# Agrar Simulator 2012



## Morwenth (11. November 2011)

Ich interessiere mich für den Agrar Simulator 2012 und habe eine News gelesen, dass er Ende diesen Monats erscheinen soll. Ich habe die Gold Version der letzten Ausgabe (2011) bei einem Kumpel gesehen und anspielen dürfen und ich war doch recht angetan. Es entspannt und dicke Landmaschinen zu fahren ist ohnehin ein Kindheitstraum^^
  Deswegen freue ich mich auch auf die  Ausgabe von 2012, zumal sich am Umfang so einiges getan haben soll.


----------



## -DILLIGAD- (11. November 2011)

Hey, ich bin doch nicht ganz alleine mit meiner Vorliebe für solche "Machwerke". 

Was mich bisher davon abgehalten hat, sowas zu kaufen, war die teils grottige Grafik. Gerade bei so einem Titel ist die IMO wichtig. Denn wenn das Hauptziel beim "Herumfahren", "Ernten", etc. besteht, dann sollte die Landschaft dazu schon sehr angenehm für´s Auge sein.
Die aktuellen Bilder sehen zumindest mal ansprechender aus, als bei diversen Konkurrenzprodukten...


----------



## Eol_Ruin (11. November 2011)

### AUFGABEN
**1.** Was hat -DILLIGAD- laut dem Forenthread zum Agrar Simulator 2012 bisher davon abgehalten, solche Spiele zu kaufen?
**2.** Wiederhole den Wortlaut des Forenthreads zum Agrar Simulator 2012 zwischen „Was mich bisher“ und „bei diversen Konkurrenzprodukten...“, beide Stellen eingeschlossen.

Einträge des Datensatzes
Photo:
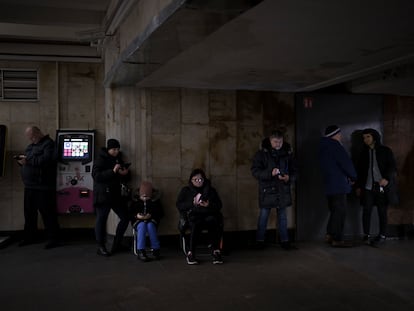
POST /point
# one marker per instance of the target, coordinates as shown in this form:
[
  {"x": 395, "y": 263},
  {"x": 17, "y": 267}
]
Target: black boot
[
  {"x": 102, "y": 251},
  {"x": 142, "y": 255},
  {"x": 118, "y": 247},
  {"x": 156, "y": 254}
]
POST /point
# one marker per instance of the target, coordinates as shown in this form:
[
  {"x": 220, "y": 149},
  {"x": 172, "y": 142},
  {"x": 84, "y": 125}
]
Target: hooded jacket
[
  {"x": 386, "y": 164},
  {"x": 336, "y": 167},
  {"x": 264, "y": 161}
]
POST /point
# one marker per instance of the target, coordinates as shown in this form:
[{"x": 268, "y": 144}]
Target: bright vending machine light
[{"x": 74, "y": 171}]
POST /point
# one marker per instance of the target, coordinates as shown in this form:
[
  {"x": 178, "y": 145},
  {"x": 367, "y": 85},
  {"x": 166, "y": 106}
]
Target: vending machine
[{"x": 74, "y": 171}]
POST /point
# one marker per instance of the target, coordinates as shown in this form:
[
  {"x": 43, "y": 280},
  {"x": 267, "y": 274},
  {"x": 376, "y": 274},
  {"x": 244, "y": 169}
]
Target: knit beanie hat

### ANTWORTEN
**1.** Die teils grottige Grafik.

**2.**
Was mich bisher davon abgehalten hat, sowas zu kaufen, war die teils grottige Grafik. Gerade bei so einem Titel ist die IMO wichtig. Denn wenn das Hauptziel beim "Herumfahren", "Ernten", etc. besteht, dann sollte die Landschaft dazu schon sehr angenehm für´s Auge sein.
Die aktuellen Bilder sehen zumindest mal ansprechender aus, als bei diversen Konkurrenzprodukten...